Requirement - Emit the line that holds "Each instance receives one keypoint. Mark the tree canopy" and all lines following it through the end of the data, verbatim, and nothing else.
***** Material for this exercise
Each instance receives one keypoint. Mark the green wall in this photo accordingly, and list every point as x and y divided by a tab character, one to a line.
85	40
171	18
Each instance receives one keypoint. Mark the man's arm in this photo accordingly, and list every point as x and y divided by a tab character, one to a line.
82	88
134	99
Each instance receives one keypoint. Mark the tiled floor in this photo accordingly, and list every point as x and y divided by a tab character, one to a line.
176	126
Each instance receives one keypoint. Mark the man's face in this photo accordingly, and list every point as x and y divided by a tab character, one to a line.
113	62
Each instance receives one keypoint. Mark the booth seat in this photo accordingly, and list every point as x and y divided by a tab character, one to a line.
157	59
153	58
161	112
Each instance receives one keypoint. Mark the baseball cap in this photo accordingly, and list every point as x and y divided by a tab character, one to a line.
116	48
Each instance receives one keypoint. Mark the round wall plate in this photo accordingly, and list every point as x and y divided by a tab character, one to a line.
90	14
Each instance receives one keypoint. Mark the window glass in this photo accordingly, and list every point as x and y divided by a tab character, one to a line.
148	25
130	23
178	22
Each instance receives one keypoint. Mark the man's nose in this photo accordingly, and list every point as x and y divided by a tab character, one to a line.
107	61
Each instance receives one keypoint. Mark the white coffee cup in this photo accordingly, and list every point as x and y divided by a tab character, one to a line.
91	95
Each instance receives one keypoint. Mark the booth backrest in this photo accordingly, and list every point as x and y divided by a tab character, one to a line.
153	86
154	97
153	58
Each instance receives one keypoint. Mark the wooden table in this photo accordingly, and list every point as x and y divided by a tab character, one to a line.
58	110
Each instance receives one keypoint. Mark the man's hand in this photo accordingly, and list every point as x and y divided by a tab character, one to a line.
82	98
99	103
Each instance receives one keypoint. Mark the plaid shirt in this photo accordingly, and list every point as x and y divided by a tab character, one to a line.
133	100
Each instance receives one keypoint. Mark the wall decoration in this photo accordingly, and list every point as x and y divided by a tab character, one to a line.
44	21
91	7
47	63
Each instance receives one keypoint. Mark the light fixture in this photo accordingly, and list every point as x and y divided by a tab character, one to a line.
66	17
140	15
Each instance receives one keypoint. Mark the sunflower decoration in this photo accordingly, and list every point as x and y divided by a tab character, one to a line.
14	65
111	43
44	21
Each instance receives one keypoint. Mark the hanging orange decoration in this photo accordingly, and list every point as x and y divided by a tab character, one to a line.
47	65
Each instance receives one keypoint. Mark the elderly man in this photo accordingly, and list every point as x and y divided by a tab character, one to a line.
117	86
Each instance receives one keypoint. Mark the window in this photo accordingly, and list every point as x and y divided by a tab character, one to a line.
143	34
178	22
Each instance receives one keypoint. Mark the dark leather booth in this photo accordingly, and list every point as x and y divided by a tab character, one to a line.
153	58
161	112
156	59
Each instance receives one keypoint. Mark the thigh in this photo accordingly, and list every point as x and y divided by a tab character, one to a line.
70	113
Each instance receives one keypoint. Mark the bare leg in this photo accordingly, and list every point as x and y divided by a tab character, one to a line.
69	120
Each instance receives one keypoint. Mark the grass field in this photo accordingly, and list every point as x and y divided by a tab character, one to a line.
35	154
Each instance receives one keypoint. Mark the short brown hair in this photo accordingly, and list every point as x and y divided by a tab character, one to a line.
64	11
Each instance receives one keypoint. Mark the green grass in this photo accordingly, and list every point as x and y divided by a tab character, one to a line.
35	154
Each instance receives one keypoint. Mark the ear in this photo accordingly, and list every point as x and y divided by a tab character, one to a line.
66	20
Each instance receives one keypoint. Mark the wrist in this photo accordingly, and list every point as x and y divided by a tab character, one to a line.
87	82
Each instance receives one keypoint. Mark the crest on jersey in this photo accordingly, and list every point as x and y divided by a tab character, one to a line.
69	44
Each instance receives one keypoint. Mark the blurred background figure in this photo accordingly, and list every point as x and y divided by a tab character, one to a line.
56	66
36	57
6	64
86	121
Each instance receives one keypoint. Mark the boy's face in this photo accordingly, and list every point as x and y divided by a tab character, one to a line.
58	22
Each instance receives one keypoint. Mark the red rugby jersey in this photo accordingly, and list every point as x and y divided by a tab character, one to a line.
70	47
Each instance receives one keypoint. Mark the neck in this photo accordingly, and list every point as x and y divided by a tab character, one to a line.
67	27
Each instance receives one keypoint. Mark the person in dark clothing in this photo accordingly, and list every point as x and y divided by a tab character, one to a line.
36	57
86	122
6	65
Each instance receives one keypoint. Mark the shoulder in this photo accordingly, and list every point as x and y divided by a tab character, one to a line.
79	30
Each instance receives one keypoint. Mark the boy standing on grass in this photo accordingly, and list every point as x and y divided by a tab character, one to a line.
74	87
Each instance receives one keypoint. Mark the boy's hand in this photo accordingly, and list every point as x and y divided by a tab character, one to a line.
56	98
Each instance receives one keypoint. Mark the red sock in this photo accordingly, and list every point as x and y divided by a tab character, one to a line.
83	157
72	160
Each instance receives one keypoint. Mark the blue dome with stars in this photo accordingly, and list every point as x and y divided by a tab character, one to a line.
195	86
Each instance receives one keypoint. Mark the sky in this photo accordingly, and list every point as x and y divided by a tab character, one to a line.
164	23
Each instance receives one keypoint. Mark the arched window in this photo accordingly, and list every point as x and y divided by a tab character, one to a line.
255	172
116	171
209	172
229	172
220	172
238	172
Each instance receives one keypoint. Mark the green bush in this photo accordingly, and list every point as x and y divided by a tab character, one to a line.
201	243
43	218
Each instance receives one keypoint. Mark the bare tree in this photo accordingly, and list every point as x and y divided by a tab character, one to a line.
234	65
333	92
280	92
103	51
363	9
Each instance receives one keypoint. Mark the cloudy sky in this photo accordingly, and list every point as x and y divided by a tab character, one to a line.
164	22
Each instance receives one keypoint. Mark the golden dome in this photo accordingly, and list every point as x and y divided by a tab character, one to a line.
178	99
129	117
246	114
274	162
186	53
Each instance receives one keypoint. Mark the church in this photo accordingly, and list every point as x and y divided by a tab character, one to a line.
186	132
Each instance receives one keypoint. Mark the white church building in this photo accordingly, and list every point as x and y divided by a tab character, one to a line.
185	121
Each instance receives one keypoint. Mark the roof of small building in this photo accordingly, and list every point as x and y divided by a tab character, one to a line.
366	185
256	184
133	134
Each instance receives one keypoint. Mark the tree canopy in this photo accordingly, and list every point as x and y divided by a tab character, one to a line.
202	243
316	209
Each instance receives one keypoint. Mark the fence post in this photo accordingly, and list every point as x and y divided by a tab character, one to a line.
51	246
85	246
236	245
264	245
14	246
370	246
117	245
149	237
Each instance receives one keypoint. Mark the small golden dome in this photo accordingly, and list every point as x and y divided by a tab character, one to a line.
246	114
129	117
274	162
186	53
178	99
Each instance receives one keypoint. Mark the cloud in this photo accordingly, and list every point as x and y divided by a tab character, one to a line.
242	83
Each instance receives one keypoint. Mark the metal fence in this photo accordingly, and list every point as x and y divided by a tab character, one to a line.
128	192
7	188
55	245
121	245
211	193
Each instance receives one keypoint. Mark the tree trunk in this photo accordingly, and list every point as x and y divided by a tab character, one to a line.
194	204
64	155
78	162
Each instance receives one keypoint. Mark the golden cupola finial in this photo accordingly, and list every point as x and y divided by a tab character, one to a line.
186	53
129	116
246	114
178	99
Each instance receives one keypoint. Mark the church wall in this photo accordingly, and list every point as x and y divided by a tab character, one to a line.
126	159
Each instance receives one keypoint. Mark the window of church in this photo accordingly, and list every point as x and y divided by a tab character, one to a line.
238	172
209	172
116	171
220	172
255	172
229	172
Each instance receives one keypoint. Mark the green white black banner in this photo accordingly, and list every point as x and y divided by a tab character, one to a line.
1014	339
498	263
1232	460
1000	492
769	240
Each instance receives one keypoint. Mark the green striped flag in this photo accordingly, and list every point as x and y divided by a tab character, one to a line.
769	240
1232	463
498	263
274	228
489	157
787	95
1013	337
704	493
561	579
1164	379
**********
Expected output -
Each instance receives one keypoint. Mark the tree canopy in this photo accordingly, and list every point as x and y divided by a tab character, one to a line.
202	243
316	209
Each instance receives one keypoint. Mark the fence post in this photo accordingly, and list every point as x and y divided by a tab character, one to a line.
51	246
85	246
236	245
264	245
14	246
370	246
117	245
149	237
Each instance receives one keypoint. Mark the small golden dome in this photo accordingly, and list every point as x and y divided by a tab character, one to a line.
246	114
129	117
274	162
186	53
178	99
Each instance receives one keypoint. Mark the cloud in this photo accordingly, and list every point as x and y divided by a tab character, one to a line.
242	83
Each instance receives one keypoint. Mark the metal fence in this photo accordingly, and list every point as x and y divided by a tab character, one to a line.
128	192
7	188
55	245
121	245
211	193
Each instance receives one keypoint. Mark the tree trunk in this photo accordingly, and list every point as x and y divided by a tab character, one to a line.
194	204
64	155
78	162
Each instance receives one keypoint. Mark the golden cupola finial in this photo accordingly, and list every point as x and y divided by a tab character, one to a line.
186	53
129	116
246	114
178	99
Each instance receives one keypoint. Mark the church wall in this photo accordingly, and list every point as x and y divided by a tab character, one to a line.
126	159
Each instance receives one keypoint. Mark the window of church in this photo accordingly, and list every point as x and y divided by a tab character, one to a line.
238	172
209	172
116	171
220	172
255	172
229	172
Each instance receives one keypoint. Mark the green white black banner in this photo accordingly, and list every point as x and y divided by a tab character, one to a line.
1014	339
498	263
1232	460
1000	492
769	240
Each instance receives one keypoint. Mark the green striped flag in this photo accordingly, and list every point as x and y divided by a tab character, one to a line.
769	240
1232	463
498	263
274	228
489	157
787	95
1013	337
704	493
561	579
1164	379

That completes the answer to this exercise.